== Complete the following ==
1) The patent text on the compound recuperator has a brief description of the drawings. List every figure it names there, with what each figure shows.
2) Answer these from the patent text on the compound recuperator:
(a) What limit on mean thermal conductivity is given for the two fluids?
(b) How many sets of exchangers does the example of FIG. 1 have?
(c) At what temperature does gas-1 enter exchanger D1?
3) Go on with the patent text on the compound recuperator, starting after its last sentence.

== Extract provided ==
--------------------------------------------------
BRIEF DESCRIPTION OF THE DRAWINGS

FIG. 1 illustrates schematically a multi-stage, liquid-loop, compound recuperator.

FIG. 2 illustrates the preferred liquid routing for a portion of a compound exchanger.

FIG. 3 is a perspective, cut-away view of a typical fluid-liquid exchanger module.

FIG. 4 illustrates a typical, single-row, finned-tube core.

FIG. 5 illustrates a serpentine pattern in a finned-tube core.

FIG. 6 illustrates five thermally isolated series tubes.

FIG. 7 illustrates a radial-flow version of an FL module.

DETAILED DESCRIPTION OF THE PREFERRED EMBODIMENT

FIG. 1 illustrates a 4×3 array of 12 liquid-gas cross-flow exchanger cores with 2 liquid pumps and two different heat transfer liquids as an example of a method of achieving high-ε recuperation between two isolated fluids of low thermal conductivity, gas-1 and gas-2, identified in the figure using hollow lines. These fluids have mean thermal conductivity less than 0.4 W/m-K (that of H2 at ˜720 K) and will usually be gases with kt less than 0.06 W/m-K. Thus, for improved clarity, they are generally referred to as gases herein, though applications where these fluid streams would be viscous organic liquids are seen in a co-pending patent application. Both gas-1 and gas-2 are shell-side, sometimes also called “fin-side”. In this example, gas-1 is the hot source stream, and gas-2 is the cold stream being heated to nearly the entry temperature of gas-1. Often, the hotter gas will be at lower pressure than the cooler gas, but the reverse relationship is also possible.

In the example of FIG. 1, there are four sets of exchangers (A, B, C, D). The heat transfer liquids (HTLs) are identified in the figure with heavy solid lines. Here, each is directed serially through three cross-flow exchanger cores for each gas stream. The HTLs are all tube-side.

In this example, gas-1 enters 1 fin-side into exchanger labeled D1 at 760 K and exits 2 fin-side from exchanger B3 at 400 K. Gas-2 enters 3 fin-side into exchanger labeled A1 at 320 K and exits 4 fin-side from exchanger C3 at perhaps 680 K. For such temperatures with similar W's, ε would be about 78% by the standard definition.
--------------------------------------------------
== Extracted entries ==
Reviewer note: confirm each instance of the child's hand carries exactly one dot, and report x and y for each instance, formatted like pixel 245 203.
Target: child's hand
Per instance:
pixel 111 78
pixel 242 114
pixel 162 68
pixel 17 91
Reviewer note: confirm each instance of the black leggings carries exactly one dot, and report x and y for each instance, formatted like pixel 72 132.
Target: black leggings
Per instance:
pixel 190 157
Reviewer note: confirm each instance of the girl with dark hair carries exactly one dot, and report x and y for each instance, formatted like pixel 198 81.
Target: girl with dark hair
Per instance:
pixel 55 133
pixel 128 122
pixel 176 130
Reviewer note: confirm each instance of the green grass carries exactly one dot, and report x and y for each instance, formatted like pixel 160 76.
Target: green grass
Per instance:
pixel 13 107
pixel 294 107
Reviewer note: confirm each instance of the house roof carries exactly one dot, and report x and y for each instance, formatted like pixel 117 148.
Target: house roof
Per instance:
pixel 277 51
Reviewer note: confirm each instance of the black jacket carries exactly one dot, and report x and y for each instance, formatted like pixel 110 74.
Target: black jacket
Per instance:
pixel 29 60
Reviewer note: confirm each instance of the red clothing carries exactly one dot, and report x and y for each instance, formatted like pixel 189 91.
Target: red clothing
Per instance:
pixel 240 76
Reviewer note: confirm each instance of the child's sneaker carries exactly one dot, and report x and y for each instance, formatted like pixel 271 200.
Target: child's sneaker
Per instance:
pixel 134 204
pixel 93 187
--------------------------------------------------
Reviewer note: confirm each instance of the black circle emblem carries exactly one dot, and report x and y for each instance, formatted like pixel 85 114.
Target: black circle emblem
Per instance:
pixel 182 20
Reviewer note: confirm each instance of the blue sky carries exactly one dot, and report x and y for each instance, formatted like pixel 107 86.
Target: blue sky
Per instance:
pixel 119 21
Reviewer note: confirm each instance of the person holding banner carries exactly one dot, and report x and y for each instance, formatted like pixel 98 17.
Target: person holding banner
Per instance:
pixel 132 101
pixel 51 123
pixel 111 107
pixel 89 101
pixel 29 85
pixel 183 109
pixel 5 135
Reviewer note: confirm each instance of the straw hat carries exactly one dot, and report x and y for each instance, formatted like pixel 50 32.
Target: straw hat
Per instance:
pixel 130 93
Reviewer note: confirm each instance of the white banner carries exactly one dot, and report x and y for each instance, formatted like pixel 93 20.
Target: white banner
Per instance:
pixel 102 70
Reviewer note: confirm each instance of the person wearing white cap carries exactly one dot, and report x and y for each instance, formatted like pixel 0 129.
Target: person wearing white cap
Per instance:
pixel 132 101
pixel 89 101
--------------------------------------------------
== Answers for this exercise ==
1)
FIG. 1: a multi-stage, liquid-loop, compound recuperator, shown schematically
FIG. 2: the preferred liquid routing for a portion of a compound exchanger
FIG. 3: a perspective, cut-away view of a typical fluid-liquid exchanger module
FIG. 4: a typical, single-row, finned-tube core
FIG. 5: a serpentine pattern in a finned-tube core
FIG. 6: five thermally isolated series tubes
FIG. 7: a radial-flow version of an FL module

2)
(a) Less than 0.4 W/m-K
(b) Four (A, B, C, D)
(c) 760 K

3)
Here, each gas stream passes through 6 cross-flow exchanger cores, three on each side of each liquid loop. In practice, this will often be a minimum number, though it also depends on how one defines a cross-flow exchanger core. For example, a typical AC condenser “core” contains 2, 3, or 4 rows of finned tubes, often connected serially. Hence, a typical, 3-row, serial “AC core” could perform the three serial exchanges as shown in FIG. 1 for each side of each loop. Herein, 3 rows of thermally isolated finned tubes, serially connected, is considered to be three cross-flow exchanger cores in series. For the rows to be considered thermally isolated, it is required that the fin metal not be continuous from one row to the next (at least on most of the fins) and that the tube flow pattern not be interleaved—that is, that the tubes not return back to a first row after leaving that row and going to a second row. From a functional perspective, the rows may be considered to be thermally isolated if the thermal conduction of the metal between adjacent rows is less than twice the thermal conduction of the fluids (the sum of the shell-side and tube-side) between the rows.

For variety in presentation, a thermally isolated, serially connected, cross-flow exchanger core may be referred to as a “finned tube row”. The complete serial group of tube rows in a single HTL loop for one of the gases will be referred to as a “core set”. The core sets will be inside a pressure vessel to contain the shell-side pressure, and often all the sets associated with the first gas stream would be inside one pressure vessel, and those associated with the second gas stream would be inside a second pressure vessel. For example, sets B and D of FIG. 1 would normally be inside one pressure vessel and sets A and C would normally be inside a second pressure vessel. The pressure vessel with the cores it contains may be referred to as a fluid-to-liquid (FL) recuperator module or a gas-to-liquid (GL) recuperator module, as the shell-side fluid will usually be a gas.

The combination of two FL recuperator modules coupled with an intermediary HTL may be referred to as a liquid-loop recuperator or a compound recuperator. At least one liquid pump 5 and surge tank 6 are also required for each compound recuperator. FIG. 1 illustrates a dual-loop compound recuperator.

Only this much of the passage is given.